WHAT TO WORK ON:
Can you put the rows below, from the one containing "Locate the man" through the last row, both included, into a Markdown table with the columns No. and Entry, giving each line a number under No. and the line itself under Entry, and leaving out blank lines?
[Start]
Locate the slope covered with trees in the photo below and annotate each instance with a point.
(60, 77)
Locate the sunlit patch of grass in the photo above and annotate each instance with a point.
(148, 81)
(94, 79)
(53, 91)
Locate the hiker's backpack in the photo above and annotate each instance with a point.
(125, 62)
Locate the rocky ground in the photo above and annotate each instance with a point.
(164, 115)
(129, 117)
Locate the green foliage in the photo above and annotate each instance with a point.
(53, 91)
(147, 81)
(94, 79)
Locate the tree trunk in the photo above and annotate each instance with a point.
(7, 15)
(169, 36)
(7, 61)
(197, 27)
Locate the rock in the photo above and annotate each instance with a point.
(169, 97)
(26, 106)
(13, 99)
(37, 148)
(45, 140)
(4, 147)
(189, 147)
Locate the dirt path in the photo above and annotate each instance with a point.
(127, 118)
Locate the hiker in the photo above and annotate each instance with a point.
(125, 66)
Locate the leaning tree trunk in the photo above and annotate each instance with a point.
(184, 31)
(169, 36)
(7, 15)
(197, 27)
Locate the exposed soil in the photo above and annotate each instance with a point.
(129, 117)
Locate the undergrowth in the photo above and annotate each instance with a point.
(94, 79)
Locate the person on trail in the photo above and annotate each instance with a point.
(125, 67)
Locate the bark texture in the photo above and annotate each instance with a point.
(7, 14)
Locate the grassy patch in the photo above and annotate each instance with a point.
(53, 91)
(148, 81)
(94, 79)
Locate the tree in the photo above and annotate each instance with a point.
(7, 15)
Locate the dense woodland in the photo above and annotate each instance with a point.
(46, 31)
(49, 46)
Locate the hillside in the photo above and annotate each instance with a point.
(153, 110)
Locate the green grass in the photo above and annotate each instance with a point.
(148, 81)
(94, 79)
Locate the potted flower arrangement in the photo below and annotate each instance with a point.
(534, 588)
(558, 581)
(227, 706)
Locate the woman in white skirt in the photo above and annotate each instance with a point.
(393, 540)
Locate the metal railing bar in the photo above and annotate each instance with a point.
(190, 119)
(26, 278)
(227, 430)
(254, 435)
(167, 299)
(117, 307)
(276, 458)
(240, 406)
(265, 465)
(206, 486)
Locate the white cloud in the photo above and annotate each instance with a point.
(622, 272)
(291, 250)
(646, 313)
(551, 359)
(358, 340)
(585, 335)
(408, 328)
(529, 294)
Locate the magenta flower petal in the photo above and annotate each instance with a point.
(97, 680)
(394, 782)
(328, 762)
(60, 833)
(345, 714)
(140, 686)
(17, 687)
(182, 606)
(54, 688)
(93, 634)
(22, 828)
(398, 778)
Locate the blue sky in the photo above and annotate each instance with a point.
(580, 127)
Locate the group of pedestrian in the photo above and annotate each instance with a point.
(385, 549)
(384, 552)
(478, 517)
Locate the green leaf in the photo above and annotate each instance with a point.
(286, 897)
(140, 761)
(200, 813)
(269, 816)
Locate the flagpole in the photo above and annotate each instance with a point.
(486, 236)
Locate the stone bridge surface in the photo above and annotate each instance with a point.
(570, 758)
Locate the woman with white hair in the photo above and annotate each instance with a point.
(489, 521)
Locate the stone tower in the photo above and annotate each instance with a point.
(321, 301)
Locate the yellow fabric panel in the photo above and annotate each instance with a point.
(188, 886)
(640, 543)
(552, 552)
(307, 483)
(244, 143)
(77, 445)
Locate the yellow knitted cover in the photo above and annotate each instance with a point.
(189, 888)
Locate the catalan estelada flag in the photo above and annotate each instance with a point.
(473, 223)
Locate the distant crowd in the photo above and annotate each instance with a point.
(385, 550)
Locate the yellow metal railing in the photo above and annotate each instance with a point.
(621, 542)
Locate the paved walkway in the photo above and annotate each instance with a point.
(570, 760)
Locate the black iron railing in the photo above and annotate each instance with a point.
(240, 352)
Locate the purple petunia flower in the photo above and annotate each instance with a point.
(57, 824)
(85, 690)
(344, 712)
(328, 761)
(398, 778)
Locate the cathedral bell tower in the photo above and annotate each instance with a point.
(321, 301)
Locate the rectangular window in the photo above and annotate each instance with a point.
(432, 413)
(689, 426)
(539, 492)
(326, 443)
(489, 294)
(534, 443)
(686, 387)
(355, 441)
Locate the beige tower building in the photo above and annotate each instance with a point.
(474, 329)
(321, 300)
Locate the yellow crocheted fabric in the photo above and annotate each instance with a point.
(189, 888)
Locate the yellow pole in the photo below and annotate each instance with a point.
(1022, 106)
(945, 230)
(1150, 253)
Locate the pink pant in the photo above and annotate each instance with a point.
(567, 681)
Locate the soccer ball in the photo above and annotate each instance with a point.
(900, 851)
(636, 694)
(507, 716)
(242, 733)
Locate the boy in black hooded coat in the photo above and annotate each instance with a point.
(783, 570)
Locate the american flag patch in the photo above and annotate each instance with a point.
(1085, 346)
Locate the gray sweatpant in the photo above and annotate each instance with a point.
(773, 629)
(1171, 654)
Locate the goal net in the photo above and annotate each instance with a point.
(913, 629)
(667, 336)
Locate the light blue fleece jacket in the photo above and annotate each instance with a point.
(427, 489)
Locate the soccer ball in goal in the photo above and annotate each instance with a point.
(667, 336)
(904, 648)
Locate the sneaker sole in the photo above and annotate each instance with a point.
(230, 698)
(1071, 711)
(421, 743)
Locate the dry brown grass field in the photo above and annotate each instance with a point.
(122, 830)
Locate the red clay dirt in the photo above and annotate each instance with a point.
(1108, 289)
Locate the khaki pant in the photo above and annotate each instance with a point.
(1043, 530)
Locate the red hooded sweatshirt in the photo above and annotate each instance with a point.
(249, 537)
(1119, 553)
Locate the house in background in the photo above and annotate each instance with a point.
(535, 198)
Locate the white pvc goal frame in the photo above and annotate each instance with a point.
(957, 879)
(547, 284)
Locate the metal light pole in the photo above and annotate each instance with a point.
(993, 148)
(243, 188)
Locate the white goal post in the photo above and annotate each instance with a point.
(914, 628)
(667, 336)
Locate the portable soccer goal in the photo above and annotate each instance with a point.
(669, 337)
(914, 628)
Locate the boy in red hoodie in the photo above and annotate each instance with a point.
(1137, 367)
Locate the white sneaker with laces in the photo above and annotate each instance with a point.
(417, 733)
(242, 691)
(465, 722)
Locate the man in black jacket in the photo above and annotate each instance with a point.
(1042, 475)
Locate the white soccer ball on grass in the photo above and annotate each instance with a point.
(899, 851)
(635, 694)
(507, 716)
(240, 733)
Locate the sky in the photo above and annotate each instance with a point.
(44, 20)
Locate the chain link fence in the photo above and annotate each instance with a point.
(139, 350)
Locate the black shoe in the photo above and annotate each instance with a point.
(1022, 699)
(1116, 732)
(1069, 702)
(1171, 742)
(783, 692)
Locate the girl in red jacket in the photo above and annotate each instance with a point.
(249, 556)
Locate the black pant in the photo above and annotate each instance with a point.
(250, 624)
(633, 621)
[End]
RESULT OF THE EXERCISE:
| No. | Entry |
|---|---|
| 1 | Locate the man in black jacket in the photo above and annotate each instance with a point. |
| 2 | (1042, 475) |
| 3 | Locate the white soccer ball on grass in the photo above and annotate each instance with a point. |
| 4 | (899, 851) |
| 5 | (635, 694) |
| 6 | (507, 716) |
| 7 | (240, 733) |
| 8 | Locate the sky in the photo above and annotate each instance with a point. |
| 9 | (44, 20) |
| 10 | Locate the chain link fence in the photo above and annotate each instance with a point. |
| 11 | (139, 350) |
| 12 | Locate the black shoe in the photo above and annotate each instance with a point. |
| 13 | (1022, 699) |
| 14 | (1116, 732) |
| 15 | (1069, 702) |
| 16 | (1171, 742) |
| 17 | (783, 692) |
| 18 | Locate the girl in red jacket in the photo above and annotate each instance with a point. |
| 19 | (249, 556) |
| 20 | Locate the black pant in the photo above and annotate each instance with a point. |
| 21 | (250, 624) |
| 22 | (633, 621) |